LISTED RECORDS:
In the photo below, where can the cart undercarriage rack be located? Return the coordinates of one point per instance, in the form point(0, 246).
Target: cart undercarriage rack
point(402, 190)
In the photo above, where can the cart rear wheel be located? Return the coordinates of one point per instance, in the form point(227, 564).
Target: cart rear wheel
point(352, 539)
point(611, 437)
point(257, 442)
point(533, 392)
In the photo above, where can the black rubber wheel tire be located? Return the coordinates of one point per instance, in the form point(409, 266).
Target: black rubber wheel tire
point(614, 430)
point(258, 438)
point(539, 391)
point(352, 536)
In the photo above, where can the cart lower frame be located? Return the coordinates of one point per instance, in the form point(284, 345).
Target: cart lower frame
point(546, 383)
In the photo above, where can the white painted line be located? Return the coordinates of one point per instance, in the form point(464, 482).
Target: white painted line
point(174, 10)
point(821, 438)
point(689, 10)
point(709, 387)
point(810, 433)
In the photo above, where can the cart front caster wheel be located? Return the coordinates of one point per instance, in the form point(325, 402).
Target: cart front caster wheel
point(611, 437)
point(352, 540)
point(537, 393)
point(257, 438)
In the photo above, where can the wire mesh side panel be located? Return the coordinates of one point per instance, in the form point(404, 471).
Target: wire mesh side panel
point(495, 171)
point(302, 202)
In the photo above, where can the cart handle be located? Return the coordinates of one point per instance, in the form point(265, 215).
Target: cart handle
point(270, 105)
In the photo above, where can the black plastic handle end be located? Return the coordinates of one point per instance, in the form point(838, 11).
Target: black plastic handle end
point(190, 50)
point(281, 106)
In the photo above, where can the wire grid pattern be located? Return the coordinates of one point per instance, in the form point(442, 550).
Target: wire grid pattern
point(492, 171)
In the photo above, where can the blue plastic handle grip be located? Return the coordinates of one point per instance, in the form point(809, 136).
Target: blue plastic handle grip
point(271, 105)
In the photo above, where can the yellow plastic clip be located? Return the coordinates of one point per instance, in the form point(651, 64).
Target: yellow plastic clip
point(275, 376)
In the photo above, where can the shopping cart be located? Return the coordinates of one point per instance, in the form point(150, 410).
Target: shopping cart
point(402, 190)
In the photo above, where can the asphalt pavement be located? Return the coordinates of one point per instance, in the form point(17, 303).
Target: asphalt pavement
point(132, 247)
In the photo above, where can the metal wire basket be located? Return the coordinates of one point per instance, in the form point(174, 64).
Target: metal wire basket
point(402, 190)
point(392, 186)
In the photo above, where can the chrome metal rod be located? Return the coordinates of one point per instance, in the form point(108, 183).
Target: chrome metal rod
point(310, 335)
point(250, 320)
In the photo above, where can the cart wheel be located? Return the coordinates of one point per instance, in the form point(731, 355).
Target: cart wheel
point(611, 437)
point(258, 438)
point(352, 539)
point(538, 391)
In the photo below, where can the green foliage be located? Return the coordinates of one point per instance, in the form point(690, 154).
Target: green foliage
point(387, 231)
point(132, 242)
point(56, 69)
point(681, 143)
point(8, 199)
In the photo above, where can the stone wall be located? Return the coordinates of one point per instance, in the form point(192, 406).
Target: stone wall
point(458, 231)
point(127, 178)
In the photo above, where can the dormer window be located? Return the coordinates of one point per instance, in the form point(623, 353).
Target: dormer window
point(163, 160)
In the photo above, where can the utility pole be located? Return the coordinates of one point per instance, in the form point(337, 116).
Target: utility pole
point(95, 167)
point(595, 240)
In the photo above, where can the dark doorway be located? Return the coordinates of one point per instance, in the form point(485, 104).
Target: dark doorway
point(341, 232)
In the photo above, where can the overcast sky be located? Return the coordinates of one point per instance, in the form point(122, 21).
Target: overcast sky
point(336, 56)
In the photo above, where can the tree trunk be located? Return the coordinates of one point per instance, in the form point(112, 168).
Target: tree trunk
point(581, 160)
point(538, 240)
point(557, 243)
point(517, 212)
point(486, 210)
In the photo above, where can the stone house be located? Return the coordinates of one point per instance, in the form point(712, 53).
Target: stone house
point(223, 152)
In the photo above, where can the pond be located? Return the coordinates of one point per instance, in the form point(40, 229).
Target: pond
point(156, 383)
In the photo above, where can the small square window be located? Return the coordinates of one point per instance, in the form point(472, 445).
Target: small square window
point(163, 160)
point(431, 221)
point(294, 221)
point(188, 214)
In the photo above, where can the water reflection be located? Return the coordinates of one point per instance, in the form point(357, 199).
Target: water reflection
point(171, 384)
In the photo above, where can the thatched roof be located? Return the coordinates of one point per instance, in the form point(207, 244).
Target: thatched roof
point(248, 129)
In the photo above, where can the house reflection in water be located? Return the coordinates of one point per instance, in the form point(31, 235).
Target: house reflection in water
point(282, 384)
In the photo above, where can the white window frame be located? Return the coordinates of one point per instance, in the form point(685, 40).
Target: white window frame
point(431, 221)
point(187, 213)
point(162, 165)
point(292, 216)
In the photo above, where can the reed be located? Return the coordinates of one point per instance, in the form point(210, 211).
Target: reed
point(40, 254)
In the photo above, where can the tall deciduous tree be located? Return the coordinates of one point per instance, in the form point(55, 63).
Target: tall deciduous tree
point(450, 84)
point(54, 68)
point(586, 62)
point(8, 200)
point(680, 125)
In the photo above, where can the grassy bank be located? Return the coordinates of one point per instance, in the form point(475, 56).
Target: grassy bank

PROBLEM DETAILS: Your task is to reproduce all the data exactly as shown.

ANSWER SECTION:
In the photo below, where can the cart undercarriage rack be located? Return the coordinates of one point per instance, in the form point(0, 246).
Target: cart undercarriage rack
point(402, 190)
In the photo above, where can the cart rear wheel be located? Return the coordinates of one point per instance, in the form point(227, 564).
Target: cart rear wheel
point(352, 539)
point(611, 437)
point(257, 442)
point(533, 392)
In the photo above, where can the black rubber wheel tire be located? Return the coordinates of one point per instance, in the form point(409, 266).
Target: black rubber wheel tire
point(614, 430)
point(258, 438)
point(539, 391)
point(352, 536)
In the photo above, where can the cart lower frame be located? Return the coordinates of one point per instance, in the form point(284, 345).
Target: cart lower frame
point(546, 383)
In the photo above, where can the white painted line be located? Return the coordinates of one point per instance, in the form point(464, 482).
Target: white painted line
point(174, 10)
point(821, 438)
point(689, 10)
point(709, 387)
point(810, 433)
In the photo above, where can the cart front caster wheel be located? Return the coordinates of one point per instance, in the form point(325, 402).
Target: cart front caster wheel
point(611, 437)
point(352, 540)
point(537, 393)
point(257, 438)
In the photo above, where can the wire mesh side panel be located? Return the coordinates of one point per instance, in the form point(404, 471).
Target: wire mesh side panel
point(495, 171)
point(302, 202)
In the photo above, where can the cart handle be located? Return the coordinates of one point per instance, in the form point(265, 215).
Target: cart handle
point(270, 105)
In the photo above, where can the black plastic handle end be located? Return the coordinates of one point per instance, in the form point(838, 11).
Target: black plastic handle end
point(190, 50)
point(281, 106)
In the photo above, where can the wire grid pattern be located? Return the coordinates of one point per instance, in the form point(442, 550).
Target: wire grid pattern
point(492, 171)
In the photo above, where can the blue plastic handle grip be located? Return the coordinates of one point per instance, in the form point(809, 136).
Target: blue plastic handle grip
point(271, 105)
In the photo above, where can the yellow plastic clip be located? Return the coordinates of one point per instance, in the form point(651, 64).
Target: yellow plastic clip
point(275, 376)
In the photo above, where can the shopping cart be located? Return the coordinates of one point per instance, in the form point(150, 410).
Target: shopping cart
point(402, 190)
In the photo above, where can the asphalt pavement be located? Return the coordinates of one point per instance, in the form point(17, 303).
Target: asphalt pavement
point(132, 247)
In the photo above, where can the metal wire basket be located? Return the coordinates of one point per instance, in the form point(174, 64).
Target: metal wire basket
point(402, 190)
point(392, 186)
In the photo above, where can the chrome metal rod be located? Return the coordinates of one point per instance, in the form point(108, 183).
Target: chrome metal rod
point(310, 335)
point(250, 320)
In the photo above, where can the cart wheel be located? Return the coordinates of one point per instance, in the form point(731, 355).
Target: cart wheel
point(611, 437)
point(258, 438)
point(352, 539)
point(538, 391)
In the photo below, where can the green foliage be located? Return the coordinates of one point per instance, in the form point(690, 154).
Target: green foliage
point(387, 231)
point(132, 242)
point(56, 69)
point(681, 143)
point(8, 199)
In the photo above, where can the stone wall be located? Return the coordinates of one point per instance, in the form point(192, 406).
Target: stone wall
point(458, 231)
point(127, 178)
In the photo above, where can the dormer window be located? Return the coordinates of one point per instance, in the form point(623, 353).
Target: dormer window
point(163, 160)
In the photo above, where can the utility pole be located? Return the coordinates of one point per instance, in the form point(337, 116).
Target: utility pole
point(95, 167)
point(595, 240)
In the photo above, where can the dark doorway be located? Return the coordinates of one point per instance, in the form point(485, 104).
Target: dark doorway
point(341, 232)
In the photo above, where can the overcast sky be located? Return the coordinates of one point per instance, in the form point(122, 21).
Target: overcast sky
point(336, 56)
In the photo above, where can the tree trunk be located? Return the coordinates of one point per instance, in the form point(112, 168).
Target: tree trunk
point(581, 160)
point(538, 240)
point(557, 243)
point(517, 212)
point(486, 210)
In the photo above, where can the stone house be located? Return the coordinates of one point per instance, in the form point(712, 53).
Target: stone house
point(223, 152)
In the photo above, where can the pond be located? Return the coordinates of one point per instance, in the form point(40, 229).
Target: pond
point(156, 383)
In the photo above, where can the small square window be located? Return the coordinates of one point per instance, in the form point(472, 445).
Target: small square window
point(163, 160)
point(431, 221)
point(294, 221)
point(188, 214)
In the photo above, where can the water reflection be located? Return the coordinates of one point per instance, in the form point(357, 199).
Target: water reflection
point(171, 384)
In the photo above, where can the thatched roof be located? Return the coordinates of one point per instance, in the form point(207, 244).
Target: thatched roof
point(248, 129)
In the photo above, where can the house reflection in water be located? Return the coordinates of one point per instance, in the form point(31, 235).
Target: house reflection in water
point(282, 384)
In the photo above, where can the white window frame be located? Return the coordinates of one point per instance, in the form point(685, 40).
Target: white window frame
point(431, 221)
point(187, 213)
point(162, 165)
point(292, 216)
In the photo above, where can the reed be located? Return the coordinates of one point per instance, in the form point(210, 211).
Target: reed
point(40, 254)
In the photo above, where can the tall deciduous tree be located? Return the coordinates of one point per instance, in the form point(55, 63).
Target: tall deciduous tree
point(450, 84)
point(54, 68)
point(586, 62)
point(8, 200)
point(680, 125)
In the photo above, where can the grassy bank be located? Return the coordinates of one point per instance, in the form point(475, 56).
Target: grassy bank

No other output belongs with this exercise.